Selected passage ::
------------------------------------------------
“There was an expectation things would get better,” says Carlton, who went to Wall Street after earning an MBA and law degree from Yale University and since 2003 has headed the consultant Springboard.
Instead, in many ways, they got worse. Just five companies in the S&P 500 -- American Express Co., Merck & Co., Carnival Corp., Eaton Corp. and Xerox Corp. -- are headed by African Americans, and that will drop to four when Ursula Burns steps down as chief of Xerox in the next few months. In 2007, the year before Obama first won the White House, there were seven. That was the peak.
The pipeline into the biggest corner office is also thin. Most executives in posts within striking distance of CEO last year were white, 7.8 percent were Asian American and 4.2 percent were Latino. Blacks made up 2.6 percent, according to statistics compiled by Richard Zweigenhaft, a professor at Guilford College.
‘Guarded Behavior’
Boards, which would seem to be relatively easier to diversify, are less black, too. The proportion of African Americans directors was 8.6 percent last year, down from 9.6 percent in 2010, data from recruiter Spencer Stuart show.
“Blacks are still mostly being channeled into staff jobs rather than line jobs running business divisions that lead to the CEO office,” says Ronald Parker, chief executive officer of the Executive Leadership Council, an advocacy group for African Americans. “There’s still this guarded behavior around who gets to sit in that seat.”
------------------------------------------------
Set of tasks ::
- 1) In the article on Black corporate leadership, what proportion of directors were African American last year?
- 2) Name every S&P 500 company that the article on Black corporate leadership lists as headed by an African American.
- 3) Pick up the article on Black corporate leadership after its final sentence and keep writing.
The entries that come next have no connection to the article on Black corporate leadership.

Listing ::
------------------------------------------------
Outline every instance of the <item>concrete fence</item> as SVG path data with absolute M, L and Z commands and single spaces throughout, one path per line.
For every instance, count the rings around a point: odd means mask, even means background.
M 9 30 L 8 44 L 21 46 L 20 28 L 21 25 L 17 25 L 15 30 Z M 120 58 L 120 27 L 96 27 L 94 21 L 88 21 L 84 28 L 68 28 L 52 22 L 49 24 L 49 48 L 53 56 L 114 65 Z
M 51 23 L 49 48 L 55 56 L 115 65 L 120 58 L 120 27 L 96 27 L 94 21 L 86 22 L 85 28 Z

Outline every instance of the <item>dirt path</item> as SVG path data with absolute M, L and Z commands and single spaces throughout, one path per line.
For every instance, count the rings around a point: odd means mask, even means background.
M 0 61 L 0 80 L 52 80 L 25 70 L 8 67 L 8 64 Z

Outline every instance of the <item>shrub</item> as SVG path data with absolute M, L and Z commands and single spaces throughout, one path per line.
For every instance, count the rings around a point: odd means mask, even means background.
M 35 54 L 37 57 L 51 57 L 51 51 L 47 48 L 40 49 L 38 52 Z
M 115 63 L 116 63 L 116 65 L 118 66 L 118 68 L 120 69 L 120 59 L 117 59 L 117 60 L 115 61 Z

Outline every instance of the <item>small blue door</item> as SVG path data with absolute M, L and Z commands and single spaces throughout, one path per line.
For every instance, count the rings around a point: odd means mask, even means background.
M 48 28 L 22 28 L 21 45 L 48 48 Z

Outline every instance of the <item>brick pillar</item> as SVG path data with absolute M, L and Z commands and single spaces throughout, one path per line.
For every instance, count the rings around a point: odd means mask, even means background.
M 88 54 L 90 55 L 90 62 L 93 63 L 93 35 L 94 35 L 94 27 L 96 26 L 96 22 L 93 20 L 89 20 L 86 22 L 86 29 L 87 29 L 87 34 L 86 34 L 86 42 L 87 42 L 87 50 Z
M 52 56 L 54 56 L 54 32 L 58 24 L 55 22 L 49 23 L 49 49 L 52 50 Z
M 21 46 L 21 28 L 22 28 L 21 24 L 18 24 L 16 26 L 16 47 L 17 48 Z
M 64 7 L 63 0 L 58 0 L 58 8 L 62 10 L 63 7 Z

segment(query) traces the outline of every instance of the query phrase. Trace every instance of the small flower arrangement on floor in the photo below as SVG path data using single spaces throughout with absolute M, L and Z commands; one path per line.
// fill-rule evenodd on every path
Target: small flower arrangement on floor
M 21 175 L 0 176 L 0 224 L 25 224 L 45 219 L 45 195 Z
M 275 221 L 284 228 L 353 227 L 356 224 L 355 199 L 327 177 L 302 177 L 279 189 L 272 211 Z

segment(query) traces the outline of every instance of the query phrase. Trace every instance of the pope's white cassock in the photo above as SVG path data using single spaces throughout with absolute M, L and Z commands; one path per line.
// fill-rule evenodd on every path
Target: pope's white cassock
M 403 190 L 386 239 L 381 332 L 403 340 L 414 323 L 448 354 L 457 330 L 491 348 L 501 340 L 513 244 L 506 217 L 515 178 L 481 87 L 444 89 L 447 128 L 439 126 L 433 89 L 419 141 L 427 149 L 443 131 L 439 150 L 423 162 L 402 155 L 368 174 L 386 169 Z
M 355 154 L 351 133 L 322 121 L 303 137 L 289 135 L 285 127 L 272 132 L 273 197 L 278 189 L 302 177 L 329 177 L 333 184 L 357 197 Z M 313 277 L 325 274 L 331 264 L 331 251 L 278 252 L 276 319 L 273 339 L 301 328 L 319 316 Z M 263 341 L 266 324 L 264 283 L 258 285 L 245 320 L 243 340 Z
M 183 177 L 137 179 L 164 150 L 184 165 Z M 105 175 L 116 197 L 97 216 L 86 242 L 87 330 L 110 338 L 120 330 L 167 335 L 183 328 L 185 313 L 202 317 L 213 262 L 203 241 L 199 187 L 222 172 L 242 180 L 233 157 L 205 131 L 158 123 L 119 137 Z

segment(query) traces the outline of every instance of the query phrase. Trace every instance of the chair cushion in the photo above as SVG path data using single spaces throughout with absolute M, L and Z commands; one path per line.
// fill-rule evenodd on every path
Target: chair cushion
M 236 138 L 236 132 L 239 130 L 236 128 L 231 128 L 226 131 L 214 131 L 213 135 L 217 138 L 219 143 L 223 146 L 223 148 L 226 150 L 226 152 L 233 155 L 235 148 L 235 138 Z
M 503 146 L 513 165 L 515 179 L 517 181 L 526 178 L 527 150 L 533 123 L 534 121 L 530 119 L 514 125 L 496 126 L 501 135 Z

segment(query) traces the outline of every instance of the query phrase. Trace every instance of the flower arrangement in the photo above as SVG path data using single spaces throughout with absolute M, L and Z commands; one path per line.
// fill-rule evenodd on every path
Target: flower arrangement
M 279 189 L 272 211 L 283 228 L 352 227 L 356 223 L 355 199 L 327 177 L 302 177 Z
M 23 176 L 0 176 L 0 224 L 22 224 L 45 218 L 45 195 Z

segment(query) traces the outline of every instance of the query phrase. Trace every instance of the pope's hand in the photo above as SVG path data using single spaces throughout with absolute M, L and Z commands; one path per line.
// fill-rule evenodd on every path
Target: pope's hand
------------------------------------------------
Per-task outputs ::
- 1) 8.6 percent.

- 2) American Express Co., Merck & Co., Carnival Corp., Eaton Corp., and Xerox Corp.

- 3)
Parker calls it “unconscious bias,” judging people based on how they look, a “common denominator” with what’s behind much of the racial strife in the country. The ugly point the U.S. has reached in race relations -- fueled by a spate of deaths of black men at the hands of police officers and the recent killings by black snipers of cops in Dallas and Baton Rouge, Louisiana -- is spurring some corporate reassessments, says Katherine Giscombe, a vice president at Catalyst, an advocacy group for female executives.
‘Deep-Seated Problems’
“The violence is bringing race more strongly into the diversity conversation,” she says. “For several years now, when companies have discussed diversity, they’ve often talked about their need for diversity of thought and ignored the elephant in the room -- which is race.”
Obama has been an inspiration and role model to African Americans, and there were hopes his being in the White House would radically change race relations for the better.
“The expectations of what he could do were far too inflated, because the problems are too deep seated,” says Michele Mayes, vice president and general counsel of the New York Public Library and former general counsel of Allstate Insurance Co. “Some people still think blacks are ‘less’ than others, so then they say Obama or other successful blacks are ‘special,’ which just relieves them of having to examine their biases. I tell people I don’t want to be seen as special.”
Rare Junction
The first black to lead a Standard & Poor’s 500 Index corporation was John Thompson, at Symantec Corp., in 1999. Kenneth Chenault, CEO of Amex since 2001, was the second. Merck’s Kenneth Frazier was appointed in 2011, Carnival’s Arnold Donald in 2013 and Eaton’s Craig Arnold in 2016. JC Penney Co., which was dropped from the index three years ago, named Marvin Ellison CEO last August. (Burns, the only black woman who’s led an S&P 500 company, will remain chairman of Xerox after it divides into two publicly traded entities by the end of the year; Jeff Jacobson will become Xerox CEO and Ashok Vemuri will head the other post-split company, Conduent.)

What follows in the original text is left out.